Inside the Post, there are those who feel that the focus on Bezos is misguided. While Bezos approves the budget, Post executives, like editor Marty Baron and publisher Fred Ryan, are the ones who determine how that money should be spent. Bezos is not directly involved in contract negotiations, which are led by general counsel Jay Kennedy on the management side. (They resume on Friday.) The extent to which Bezos is engaged with the discussions is unclear. (The Post’s communications department declined to comment for this story, as did Bezos’s main Amazon rep.) Some Post employees would also point out that even though the company is owned by the leader of the 1 percent, it is nonetheless a business whose goal is to be profitable. Baron’s position on this is no secret. “I like that Jeff Bezos doesn’t treat us like a charity,” he said at a media conference last week, “because if he ever got tired of his charity, we’d be in big trouble.” (Baron also declined to comment.)

At the same time, it’s hard to ignore the fact that Bezos’s other company—the one that accounts for the vast majority of his $141 billion net worth—has been criticized for its unfriendliness to unions and allegations of questionable employee treatment, including a damaging New York Times exposé three years ago that portrayed Amazon as pushing even its white-collar workers to the brink. Freddie Kunkle, a veteran staff writer who serves as co-chair of the Post’s bargaining unit, told me he couldn’t help feeling as if the management position was “more driven by ideology than a financial ledger.” The Grahams, Kunkle noted in fairness, “were also pretty tough bargainers. They were not pushovers either. But they were perhaps a bit more paternalistic. When they sold this company, they knew how important the idea was that you might not get paid a whole lot as a journalist, but you don’t have to eat cat food when you retire either.”

- _PROBLEMS_:
[a] Say whether each statement agrees with the excerpt on Bezos and the Post, answering yes or no and quoting the deciding words: (i) Jay Kennedy leads contract negotiations for management; (ii) Bezos decides how the budget money is spent; (iii) the Post's communications department commented for the story.
[b] According to the excerpt on Bezos and the Post, what roles does Freddie Kunkle hold at the Post?

- _MATERIAL PROVIDED_:
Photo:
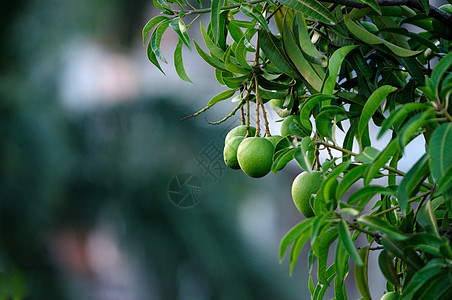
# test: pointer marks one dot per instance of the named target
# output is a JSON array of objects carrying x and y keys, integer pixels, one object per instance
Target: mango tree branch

- _TASK SOLUTIONS_:
[a]
(i) Yes: "Bezos is not directly involved in contract negotiations, which are led by general counsel Jay Kennedy on the management side."
(ii) No: "Post executives, like editor Marty Baron and publisher Fred Ryan, are the ones who determine how that money should be spent."
(iii) No: "The Post’s communications department declined to comment for this story"

[b] He is a veteran staff writer and co-chair of the Post's bargaining unit.